** Begin **

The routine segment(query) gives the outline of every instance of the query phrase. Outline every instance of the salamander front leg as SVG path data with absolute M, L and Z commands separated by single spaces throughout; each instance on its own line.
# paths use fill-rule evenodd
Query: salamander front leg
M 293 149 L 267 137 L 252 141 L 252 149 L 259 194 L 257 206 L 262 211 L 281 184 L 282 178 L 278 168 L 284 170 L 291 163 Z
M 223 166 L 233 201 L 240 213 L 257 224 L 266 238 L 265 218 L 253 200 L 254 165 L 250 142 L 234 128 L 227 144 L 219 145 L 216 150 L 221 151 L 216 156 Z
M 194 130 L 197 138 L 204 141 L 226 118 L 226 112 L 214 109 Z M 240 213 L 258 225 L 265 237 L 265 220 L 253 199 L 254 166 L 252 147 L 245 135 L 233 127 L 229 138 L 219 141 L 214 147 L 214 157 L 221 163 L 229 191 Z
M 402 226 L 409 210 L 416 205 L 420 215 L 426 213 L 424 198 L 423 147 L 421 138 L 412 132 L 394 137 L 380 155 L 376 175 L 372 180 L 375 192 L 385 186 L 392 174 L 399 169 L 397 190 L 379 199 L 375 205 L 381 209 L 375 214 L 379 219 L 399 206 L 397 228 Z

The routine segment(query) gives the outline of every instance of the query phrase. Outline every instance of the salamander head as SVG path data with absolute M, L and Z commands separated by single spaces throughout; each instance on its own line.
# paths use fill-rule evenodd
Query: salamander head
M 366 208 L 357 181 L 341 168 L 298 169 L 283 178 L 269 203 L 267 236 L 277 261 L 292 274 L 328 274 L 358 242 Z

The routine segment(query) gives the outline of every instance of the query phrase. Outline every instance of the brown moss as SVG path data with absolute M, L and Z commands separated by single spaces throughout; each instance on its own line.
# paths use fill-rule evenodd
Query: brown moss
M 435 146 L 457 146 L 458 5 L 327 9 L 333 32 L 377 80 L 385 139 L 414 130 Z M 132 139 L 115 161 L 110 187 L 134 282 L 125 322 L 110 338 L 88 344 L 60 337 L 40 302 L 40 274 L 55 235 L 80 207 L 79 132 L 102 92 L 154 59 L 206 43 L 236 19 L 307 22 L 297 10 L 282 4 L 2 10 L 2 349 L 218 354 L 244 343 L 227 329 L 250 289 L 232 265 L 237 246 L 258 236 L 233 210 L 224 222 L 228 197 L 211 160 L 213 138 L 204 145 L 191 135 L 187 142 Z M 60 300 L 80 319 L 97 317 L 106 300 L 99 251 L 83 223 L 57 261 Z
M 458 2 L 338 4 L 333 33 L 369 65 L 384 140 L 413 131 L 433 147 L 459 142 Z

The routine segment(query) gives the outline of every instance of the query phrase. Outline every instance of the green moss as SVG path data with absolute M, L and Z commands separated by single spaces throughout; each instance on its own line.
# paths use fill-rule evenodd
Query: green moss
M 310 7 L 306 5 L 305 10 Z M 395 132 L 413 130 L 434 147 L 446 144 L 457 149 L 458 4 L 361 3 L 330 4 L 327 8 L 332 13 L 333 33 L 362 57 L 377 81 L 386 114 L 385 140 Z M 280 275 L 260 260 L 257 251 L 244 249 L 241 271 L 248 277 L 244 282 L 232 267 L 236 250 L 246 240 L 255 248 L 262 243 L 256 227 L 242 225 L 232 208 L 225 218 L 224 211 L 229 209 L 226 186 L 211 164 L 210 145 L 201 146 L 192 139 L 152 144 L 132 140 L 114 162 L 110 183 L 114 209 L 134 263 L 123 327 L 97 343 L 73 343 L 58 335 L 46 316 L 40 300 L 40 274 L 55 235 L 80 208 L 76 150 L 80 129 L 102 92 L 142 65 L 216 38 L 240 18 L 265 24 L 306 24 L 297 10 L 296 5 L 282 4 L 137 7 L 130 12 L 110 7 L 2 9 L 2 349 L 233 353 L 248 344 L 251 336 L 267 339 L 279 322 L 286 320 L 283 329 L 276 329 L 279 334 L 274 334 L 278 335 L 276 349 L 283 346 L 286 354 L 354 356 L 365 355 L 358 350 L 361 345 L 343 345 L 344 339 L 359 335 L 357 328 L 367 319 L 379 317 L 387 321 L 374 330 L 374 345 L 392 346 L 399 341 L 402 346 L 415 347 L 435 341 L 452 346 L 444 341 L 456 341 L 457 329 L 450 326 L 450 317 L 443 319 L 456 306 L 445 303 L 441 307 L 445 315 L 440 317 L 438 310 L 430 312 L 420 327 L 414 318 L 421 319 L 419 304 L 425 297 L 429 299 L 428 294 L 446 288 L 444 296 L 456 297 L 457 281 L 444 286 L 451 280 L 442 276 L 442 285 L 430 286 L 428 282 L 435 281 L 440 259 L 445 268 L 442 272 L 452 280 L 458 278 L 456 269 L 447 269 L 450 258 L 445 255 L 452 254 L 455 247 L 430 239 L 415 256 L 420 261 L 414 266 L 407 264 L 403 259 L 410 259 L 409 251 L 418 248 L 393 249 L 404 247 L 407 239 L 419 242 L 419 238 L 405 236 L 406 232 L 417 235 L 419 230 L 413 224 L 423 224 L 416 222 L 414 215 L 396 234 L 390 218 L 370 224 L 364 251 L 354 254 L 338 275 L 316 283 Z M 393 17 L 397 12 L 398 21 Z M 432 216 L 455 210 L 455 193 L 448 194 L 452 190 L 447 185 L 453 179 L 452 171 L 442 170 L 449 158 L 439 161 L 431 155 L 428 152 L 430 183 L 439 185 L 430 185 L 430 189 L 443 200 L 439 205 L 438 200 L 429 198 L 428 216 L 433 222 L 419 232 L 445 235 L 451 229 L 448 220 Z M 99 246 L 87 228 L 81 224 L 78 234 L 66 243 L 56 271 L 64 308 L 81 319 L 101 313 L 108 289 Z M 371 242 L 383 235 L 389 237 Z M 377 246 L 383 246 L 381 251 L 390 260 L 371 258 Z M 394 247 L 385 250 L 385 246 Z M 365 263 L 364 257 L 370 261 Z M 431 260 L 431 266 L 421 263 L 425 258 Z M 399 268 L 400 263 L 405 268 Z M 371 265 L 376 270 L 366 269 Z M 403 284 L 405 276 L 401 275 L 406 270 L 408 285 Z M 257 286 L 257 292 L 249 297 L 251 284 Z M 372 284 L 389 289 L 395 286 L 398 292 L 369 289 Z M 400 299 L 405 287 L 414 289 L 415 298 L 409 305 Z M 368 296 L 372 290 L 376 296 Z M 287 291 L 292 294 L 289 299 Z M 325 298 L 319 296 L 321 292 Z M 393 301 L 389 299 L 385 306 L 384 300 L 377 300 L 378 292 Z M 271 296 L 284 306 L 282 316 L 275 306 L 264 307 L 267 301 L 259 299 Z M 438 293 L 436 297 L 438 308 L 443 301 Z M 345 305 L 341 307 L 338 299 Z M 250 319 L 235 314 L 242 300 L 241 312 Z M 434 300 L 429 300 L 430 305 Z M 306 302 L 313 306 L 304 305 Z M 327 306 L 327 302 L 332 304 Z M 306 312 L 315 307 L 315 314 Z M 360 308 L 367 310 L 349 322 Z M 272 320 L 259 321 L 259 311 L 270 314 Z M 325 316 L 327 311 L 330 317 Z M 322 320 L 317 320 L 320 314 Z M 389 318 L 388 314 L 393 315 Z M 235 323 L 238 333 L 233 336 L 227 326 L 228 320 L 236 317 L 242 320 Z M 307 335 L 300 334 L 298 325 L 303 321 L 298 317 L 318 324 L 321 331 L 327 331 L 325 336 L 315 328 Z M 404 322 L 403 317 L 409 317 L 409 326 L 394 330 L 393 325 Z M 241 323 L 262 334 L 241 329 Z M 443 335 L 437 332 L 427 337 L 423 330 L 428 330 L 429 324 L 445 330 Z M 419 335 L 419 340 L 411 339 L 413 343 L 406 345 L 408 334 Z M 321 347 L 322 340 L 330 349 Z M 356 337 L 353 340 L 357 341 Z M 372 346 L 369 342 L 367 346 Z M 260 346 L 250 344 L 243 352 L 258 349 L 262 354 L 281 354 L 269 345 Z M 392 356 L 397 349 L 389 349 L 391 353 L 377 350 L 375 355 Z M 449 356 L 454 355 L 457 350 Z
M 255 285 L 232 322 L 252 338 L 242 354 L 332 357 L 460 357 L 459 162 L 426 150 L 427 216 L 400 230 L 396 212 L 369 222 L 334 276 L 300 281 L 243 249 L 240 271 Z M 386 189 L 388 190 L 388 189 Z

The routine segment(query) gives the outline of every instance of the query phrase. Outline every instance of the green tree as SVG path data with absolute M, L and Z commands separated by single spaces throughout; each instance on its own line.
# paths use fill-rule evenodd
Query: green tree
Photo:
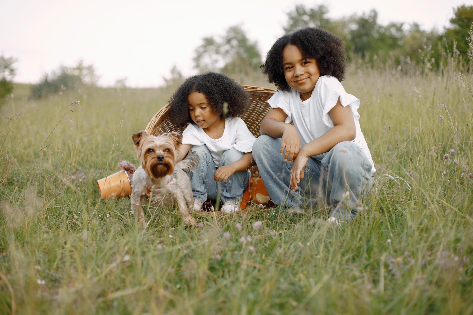
M 289 34 L 306 27 L 320 27 L 331 31 L 332 22 L 325 17 L 328 11 L 328 8 L 323 4 L 310 9 L 303 4 L 296 5 L 294 9 L 287 14 L 288 24 L 283 27 L 284 32 Z
M 468 31 L 473 23 L 473 6 L 463 5 L 454 11 L 455 16 L 450 20 L 452 27 L 445 30 L 445 37 L 450 49 L 455 40 L 456 49 L 462 55 L 466 56 L 470 48 Z
M 13 91 L 13 78 L 16 74 L 13 64 L 16 62 L 17 60 L 13 57 L 5 58 L 3 54 L 0 56 L 0 104 Z
M 229 27 L 219 39 L 210 36 L 203 38 L 202 42 L 193 59 L 194 68 L 201 73 L 254 72 L 262 63 L 256 42 L 250 41 L 239 26 Z
M 44 74 L 39 83 L 31 87 L 31 96 L 41 98 L 62 90 L 75 89 L 81 85 L 95 85 L 98 79 L 93 66 L 84 65 L 80 60 L 75 67 L 61 66 L 51 74 Z

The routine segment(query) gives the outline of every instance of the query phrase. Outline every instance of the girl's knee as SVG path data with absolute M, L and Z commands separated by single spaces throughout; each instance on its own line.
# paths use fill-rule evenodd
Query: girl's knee
M 225 151 L 222 154 L 222 158 L 220 164 L 222 166 L 228 165 L 230 163 L 236 162 L 239 160 L 245 154 L 234 148 Z

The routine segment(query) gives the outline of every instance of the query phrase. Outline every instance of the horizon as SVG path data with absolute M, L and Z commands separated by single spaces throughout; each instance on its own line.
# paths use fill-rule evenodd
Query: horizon
M 0 10 L 10 13 L 0 21 L 0 27 L 10 30 L 0 34 L 0 52 L 18 59 L 14 80 L 18 83 L 38 83 L 59 66 L 73 66 L 82 60 L 94 66 L 99 86 L 111 87 L 116 80 L 126 78 L 128 87 L 153 88 L 164 84 L 163 78 L 169 77 L 174 65 L 185 77 L 196 73 L 192 59 L 202 38 L 222 35 L 233 25 L 241 25 L 248 38 L 257 41 L 264 59 L 274 41 L 283 34 L 286 14 L 296 4 L 308 8 L 325 4 L 329 9 L 327 16 L 332 19 L 375 9 L 380 24 L 403 22 L 407 26 L 417 22 L 423 29 L 436 28 L 441 32 L 449 25 L 452 8 L 473 4 L 473 0 L 448 4 L 405 0 L 396 4 L 373 0 L 356 4 L 348 0 L 336 4 L 281 0 L 245 0 L 232 5 L 235 3 L 0 1 Z M 183 5 L 186 9 L 179 11 Z M 252 9 L 248 10 L 250 6 Z M 227 11 L 232 12 L 231 16 L 221 14 Z M 177 23 L 176 16 L 180 17 Z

** End **

Convert the part of the entries that begins with the line containing "of the horizon" and runs through the end of the entries into a Markdown table with columns named Row and Line, giving each line a row number and leaving out blank lines.

Result of the exercise
| Row | Line |
|---|---|
| 1 | The routine segment(query) gives the outline of every instance of the query phrase. Outline every instance of the horizon as SVG path data with absolute M, L and Z commands separated by single spaces throughout; each instance on its own line. |
| 2 | # paths use fill-rule evenodd |
| 3 | Query: horizon |
| 4 | M 0 10 L 10 13 L 0 21 L 0 27 L 10 30 L 0 34 L 0 52 L 18 59 L 14 80 L 18 83 L 38 83 L 59 66 L 73 66 L 82 60 L 94 66 L 99 86 L 111 87 L 116 80 L 126 78 L 128 87 L 153 88 L 164 84 L 163 78 L 169 77 L 174 65 L 185 77 L 196 73 L 192 59 L 202 38 L 222 35 L 233 25 L 241 25 L 248 38 L 257 41 L 264 59 L 274 41 L 283 34 L 286 14 L 296 4 L 308 8 L 325 4 L 329 9 L 327 16 L 332 19 L 375 9 L 380 24 L 403 22 L 407 26 L 417 22 L 423 29 L 436 28 L 441 32 L 449 25 L 452 8 L 473 4 L 473 0 L 448 4 L 405 0 L 396 4 L 373 0 L 356 4 L 348 0 L 336 4 L 281 0 L 245 0 L 232 5 L 235 3 L 0 1 Z M 183 5 L 186 9 L 179 11 Z M 252 9 L 248 10 L 250 6 Z M 227 11 L 232 12 L 231 16 L 221 14 Z M 177 23 L 176 16 L 180 17 Z |